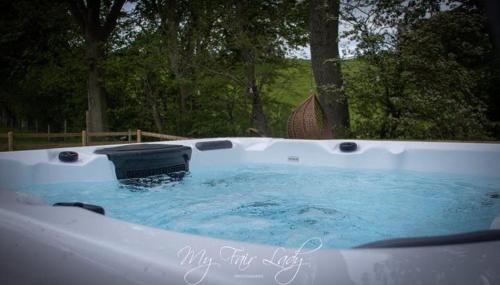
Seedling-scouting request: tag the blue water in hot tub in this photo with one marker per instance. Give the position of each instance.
(287, 205)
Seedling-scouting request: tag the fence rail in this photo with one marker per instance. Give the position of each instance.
(85, 139)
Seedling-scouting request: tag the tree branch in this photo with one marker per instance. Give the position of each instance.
(112, 17)
(79, 12)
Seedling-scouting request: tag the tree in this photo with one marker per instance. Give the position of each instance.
(96, 29)
(325, 60)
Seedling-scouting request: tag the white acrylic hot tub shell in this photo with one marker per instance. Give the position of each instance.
(59, 245)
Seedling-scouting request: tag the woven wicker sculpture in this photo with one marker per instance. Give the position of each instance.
(308, 121)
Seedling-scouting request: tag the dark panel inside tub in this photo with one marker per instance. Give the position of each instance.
(143, 160)
(470, 237)
(213, 145)
(89, 207)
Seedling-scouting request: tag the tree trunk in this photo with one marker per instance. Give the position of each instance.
(96, 96)
(258, 118)
(325, 59)
(157, 117)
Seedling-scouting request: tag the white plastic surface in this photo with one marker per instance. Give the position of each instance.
(40, 244)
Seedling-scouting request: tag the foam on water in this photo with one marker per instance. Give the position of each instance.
(286, 205)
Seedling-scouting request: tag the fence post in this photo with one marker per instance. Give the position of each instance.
(84, 138)
(139, 135)
(87, 125)
(10, 137)
(65, 129)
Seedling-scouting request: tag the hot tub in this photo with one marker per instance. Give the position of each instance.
(257, 211)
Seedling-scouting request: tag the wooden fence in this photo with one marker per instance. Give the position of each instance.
(82, 138)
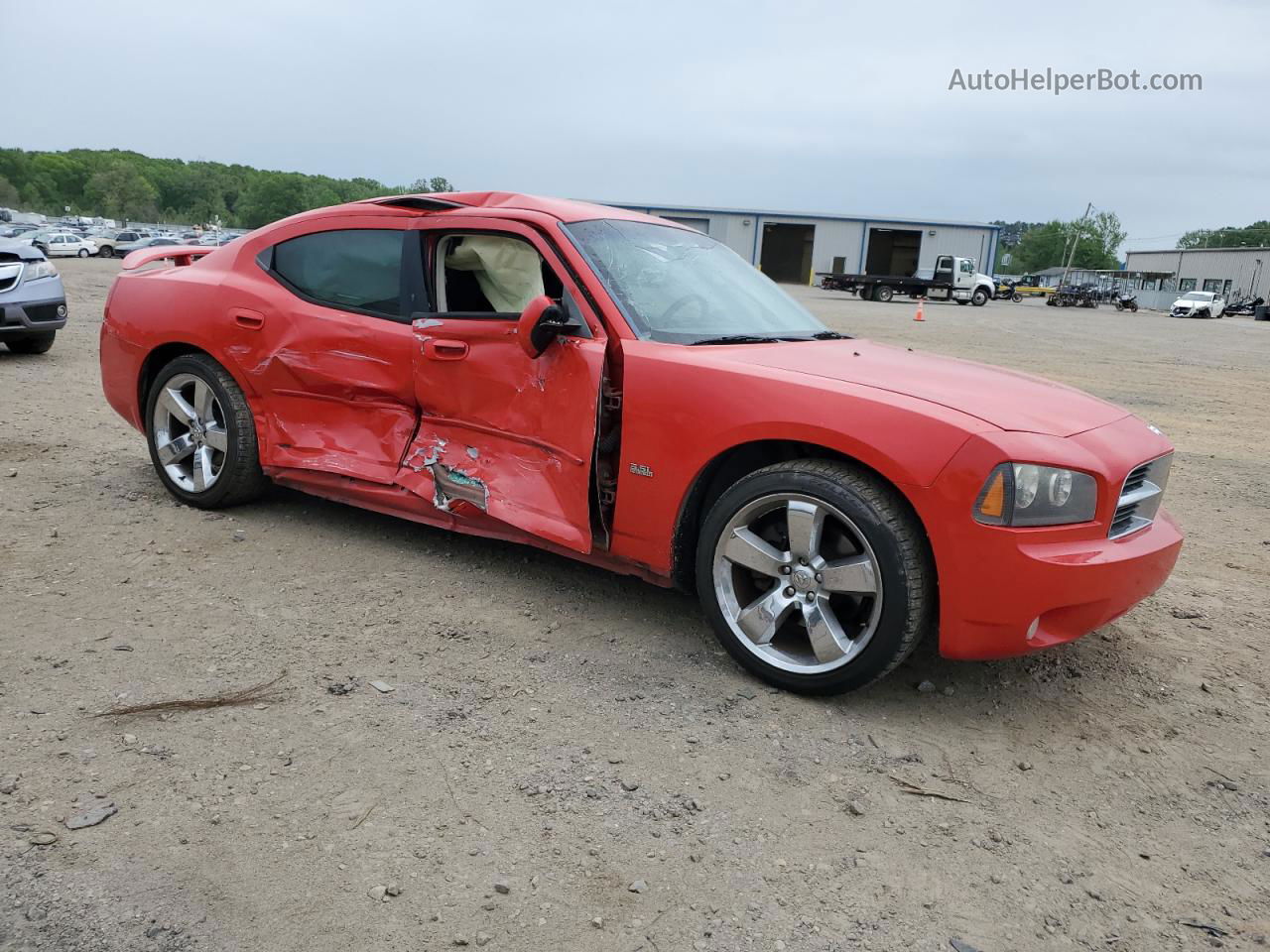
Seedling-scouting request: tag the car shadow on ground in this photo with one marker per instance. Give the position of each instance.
(671, 627)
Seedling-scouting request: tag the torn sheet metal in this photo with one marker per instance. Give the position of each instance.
(503, 433)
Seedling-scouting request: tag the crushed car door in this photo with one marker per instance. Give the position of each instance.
(500, 431)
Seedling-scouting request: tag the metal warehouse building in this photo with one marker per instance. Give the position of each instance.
(1230, 272)
(790, 246)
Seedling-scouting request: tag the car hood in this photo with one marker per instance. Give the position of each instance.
(1006, 399)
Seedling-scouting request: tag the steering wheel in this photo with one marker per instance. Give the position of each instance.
(683, 302)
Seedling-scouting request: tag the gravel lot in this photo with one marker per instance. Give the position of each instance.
(568, 761)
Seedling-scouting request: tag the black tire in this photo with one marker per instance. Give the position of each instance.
(240, 477)
(894, 535)
(33, 344)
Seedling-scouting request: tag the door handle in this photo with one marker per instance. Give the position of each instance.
(444, 349)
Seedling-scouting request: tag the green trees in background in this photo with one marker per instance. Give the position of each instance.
(1257, 234)
(1040, 246)
(121, 184)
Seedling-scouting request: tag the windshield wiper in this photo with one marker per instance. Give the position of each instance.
(770, 339)
(738, 339)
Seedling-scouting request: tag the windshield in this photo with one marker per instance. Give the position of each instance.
(683, 287)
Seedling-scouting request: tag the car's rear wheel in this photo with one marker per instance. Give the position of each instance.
(32, 344)
(202, 434)
(816, 575)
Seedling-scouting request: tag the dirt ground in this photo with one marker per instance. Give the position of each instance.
(568, 760)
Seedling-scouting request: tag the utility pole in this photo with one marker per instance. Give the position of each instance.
(1076, 240)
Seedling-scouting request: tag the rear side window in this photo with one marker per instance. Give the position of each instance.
(352, 271)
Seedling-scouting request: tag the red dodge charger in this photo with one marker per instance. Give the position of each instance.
(626, 391)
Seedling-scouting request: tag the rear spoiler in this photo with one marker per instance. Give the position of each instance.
(180, 254)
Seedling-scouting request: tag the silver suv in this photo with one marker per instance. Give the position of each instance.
(32, 299)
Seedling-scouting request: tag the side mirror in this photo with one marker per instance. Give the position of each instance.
(541, 322)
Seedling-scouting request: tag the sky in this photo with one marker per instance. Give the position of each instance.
(821, 107)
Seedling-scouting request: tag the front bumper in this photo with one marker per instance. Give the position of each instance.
(1008, 592)
(1057, 592)
(33, 307)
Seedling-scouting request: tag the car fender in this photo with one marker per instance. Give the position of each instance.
(681, 413)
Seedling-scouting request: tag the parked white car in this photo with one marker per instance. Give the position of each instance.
(1198, 303)
(63, 244)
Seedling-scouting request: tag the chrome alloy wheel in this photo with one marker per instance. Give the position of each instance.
(798, 583)
(190, 433)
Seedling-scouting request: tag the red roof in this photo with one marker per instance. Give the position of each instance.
(562, 208)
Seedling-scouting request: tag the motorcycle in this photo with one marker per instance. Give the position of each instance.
(1074, 296)
(1246, 307)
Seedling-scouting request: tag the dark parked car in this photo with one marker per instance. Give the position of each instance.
(32, 299)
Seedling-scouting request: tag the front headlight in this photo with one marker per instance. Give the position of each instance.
(39, 270)
(1029, 494)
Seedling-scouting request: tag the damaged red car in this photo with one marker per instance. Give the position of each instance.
(627, 391)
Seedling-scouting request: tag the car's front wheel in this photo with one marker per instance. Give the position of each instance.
(202, 434)
(816, 575)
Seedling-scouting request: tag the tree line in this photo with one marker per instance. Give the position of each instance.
(127, 185)
(1039, 246)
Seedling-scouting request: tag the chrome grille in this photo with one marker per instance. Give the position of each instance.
(1141, 497)
(10, 273)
* * *
What is needed is an exact copy of the entries above, with no images in it.

Seedling-scouting request: tag the blue water in hot tub in this photo with one marker per instance. Give the position of each instance.
(287, 205)
Seedling-scouting request: tag the fence rail in this photo with one marker per instance. Give the position of each instance.
(85, 139)
Seedling-scouting request: tag the tree branch in this photo with one marker per instance. Give the position of each instance.
(112, 17)
(79, 12)
Seedling-scouting request: tag the tree in this photo with one marker per instance. Give the position of each instance.
(96, 29)
(325, 60)
Seedling-scouting request: tag the white acrylic hot tub shell in this photo with one marker per instance. Give the position of each instance.
(59, 245)
Seedling-scouting request: tag the woven wicker sculpture in this photo with one marker per instance. Give the position of each instance.
(308, 121)
Seedling-scouting request: tag the dark panel inside tub in this photo with one marker per instance. Give the position of each instance.
(143, 160)
(470, 237)
(213, 145)
(89, 207)
Seedling-scouting request: tag the tree trunk in this photo with one marker per instance. Give the position of each instance.
(96, 96)
(258, 118)
(325, 59)
(157, 117)
Seedling-scouting request: tag the white plastic surface in this photo with one marker per instance. Give the position of each instance.
(40, 244)
Seedling-scouting request: tag the foam on water in this photo with one marker per instance. Give the position of each instance.
(286, 205)
Seedling-scouting request: tag the fence post in this photo with one marker per instance. Give the position of each instance.
(84, 138)
(139, 135)
(87, 125)
(10, 137)
(65, 129)
Seedling-scouting request: tag the hot tub in this photo with one marker per instance. Give the position of each instance.
(257, 211)
Seedling-scouting request: tag the wooden fence in this photo with one marker per instance. Give the position of each instance.
(82, 138)
Seedling-scouting request: tag the car shadow on ground in this photo with one marker per instance. Give the position of each instance.
(671, 627)
Seedling-scouting request: tag the torn sheet metal in this photo with one marker per instance. Give the position of each instance.
(503, 433)
Seedling-scouting request: tag the crushed car door in this photo with one marker per instance. Give the position of each instance.
(500, 431)
Seedling-scouting request: tag the metal warehouse building in this photo with one marker per instance. Give the position of each instance.
(1230, 272)
(790, 246)
Seedling-scouting request: tag the car hood in this photo with one marker per instance. Give the position of each instance.
(1006, 399)
Seedling-scouting request: tag the steering wheel in this photo with one marker per instance. Give the position of each instance.
(683, 302)
Seedling-scouting request: tag the gravel lot in this photo with one marker per instance. Give the position of each instance.
(568, 761)
Seedling-scouting request: tag the black tire in this photo with one marker per instance. Give the position of each instance.
(240, 477)
(894, 535)
(33, 344)
Seedling-scouting request: tag the door handle in this photo with one marker per instance. Give the position of each instance.
(444, 349)
Seedling-scouting request: tag the green trees in background in this photo with one marker per instance. Give the position of each instance.
(1257, 234)
(1040, 246)
(121, 184)
Seedling-scouting request: tag the windshield wiper in this photo with one marker per instance. Give the position of each instance.
(770, 339)
(738, 339)
Seedling-scouting request: tag the windshield in this photo with one marker per instance. Give the position of each instance.
(683, 287)
Seedling-scouting request: tag the car's rear wheel in this photo with one marker per instance. Give the position of each instance.
(32, 344)
(202, 434)
(816, 575)
Seedling-scouting request: tag the dirt ground in this photo with one marker per instance. Give the position of each instance.
(568, 760)
Seedling-scouting request: tag the utility pole in this photo with one marker per instance. Give the position of each instance.
(1076, 240)
Seedling-scouting request: tag the rear side window in this photo with one marker per instance. Give the position of each instance.
(352, 271)
Seedling-scouting request: tag the red dodge charger in this photo with one marker per instance. Give the position of each instance.
(626, 391)
Seedling-scouting request: tag the rear spoiler in this photo with one marker per instance. Give the position of each instance.
(180, 254)
Seedling-scouting request: tag the silver suv in this photo with one marker per instance. Give the position of each instance.
(32, 299)
Seedling-scouting request: tag the side mirror in this photo with one marker per instance. Give the position of each instance.
(541, 322)
Seedling-scouting request: tag the sky in this photo with one marker per instance. Give the position of each instance.
(821, 107)
Seedling-scouting request: tag the front bumper in this photo with one marker per instance. Give the position of each instance.
(1008, 592)
(1057, 592)
(33, 307)
Seedling-scouting request: tag the car fender in this photo with one marker per instance. Give the position of each instance.
(681, 413)
Seedling-scouting request: tag the parked white car in this photo with one marker per instance. Give the position of each instance.
(1198, 303)
(63, 244)
Seedling-scouting request: tag the chrome alloy wheel in this photo with one marker per instance. Give the position of each instance.
(798, 583)
(190, 433)
Seedling-scouting request: tag the red roof in this photo with one marker per instance. Give the position of each instance.
(562, 208)
Seedling-scouting request: tag the motorcycle in this photo with one marker per instance. Give the position of each instance.
(1074, 296)
(1246, 307)
Seedling-scouting request: tag the dark parked car in this photo with one marker per instance. Give the position of each instance.
(32, 299)
Seedling-scouting request: tag the front headlight in this photo with one marker per instance. Give the position of each instance.
(39, 270)
(1029, 494)
Seedling-scouting request: tag the damaged red car in this photo with one marker per instance. Give the position of each instance.
(627, 391)
Seedling-scouting request: tag the car's front wheel in this photo with one marker per instance. Give the position of each instance.
(202, 434)
(816, 575)
Seedling-scouting request: tag the tree line in this photo with one marker per instance. Give the position of each instance.
(127, 185)
(1039, 246)
Seedling-scouting request: tag the chrome grille in this photo with one marker per instance. Give the position of each instance.
(1141, 497)
(10, 273)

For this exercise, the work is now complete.